TASK TO CARRY OUT:
Below are lines of data. Give the number of them that contain the string "Please", and nothing else.

EXTRACTED ENTRIES:
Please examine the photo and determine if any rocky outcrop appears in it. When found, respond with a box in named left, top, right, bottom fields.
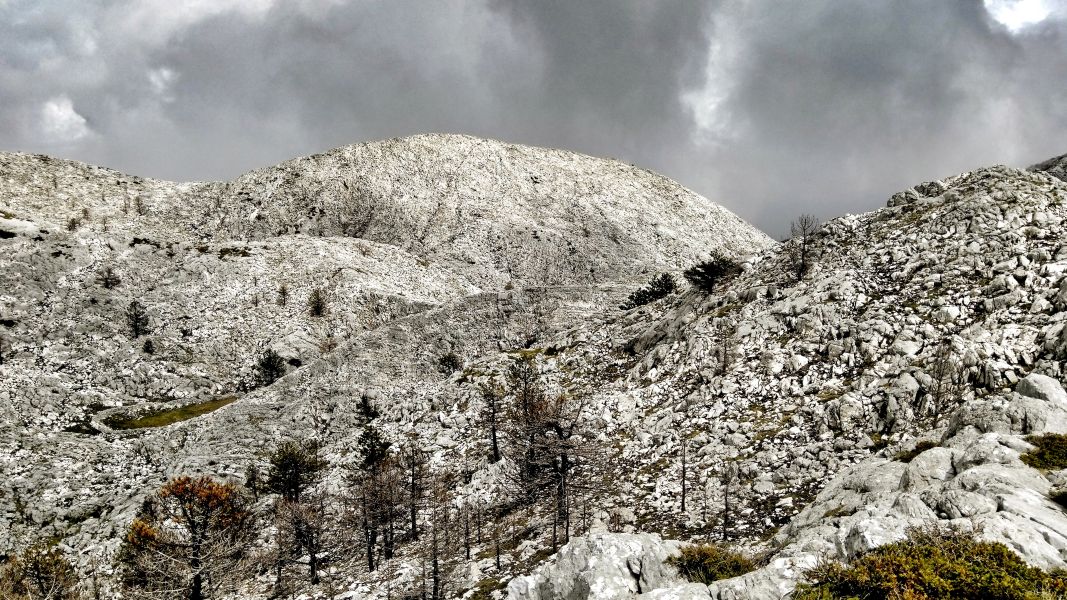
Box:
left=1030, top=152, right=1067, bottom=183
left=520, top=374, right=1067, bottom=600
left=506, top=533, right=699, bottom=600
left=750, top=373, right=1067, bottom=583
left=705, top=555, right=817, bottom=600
--
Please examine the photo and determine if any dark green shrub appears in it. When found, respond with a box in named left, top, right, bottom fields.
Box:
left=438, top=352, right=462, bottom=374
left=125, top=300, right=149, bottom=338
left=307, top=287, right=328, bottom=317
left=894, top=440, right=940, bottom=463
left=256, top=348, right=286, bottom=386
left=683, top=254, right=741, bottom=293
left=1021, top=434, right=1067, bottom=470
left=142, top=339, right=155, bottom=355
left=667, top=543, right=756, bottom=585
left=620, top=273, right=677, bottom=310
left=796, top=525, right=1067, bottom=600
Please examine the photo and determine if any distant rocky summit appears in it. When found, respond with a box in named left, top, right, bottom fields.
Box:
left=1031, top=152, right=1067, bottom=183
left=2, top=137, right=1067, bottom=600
---
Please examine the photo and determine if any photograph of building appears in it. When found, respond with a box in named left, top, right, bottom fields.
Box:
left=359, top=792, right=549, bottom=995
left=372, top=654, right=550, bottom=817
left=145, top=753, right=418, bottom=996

ANSWER SPACE:
4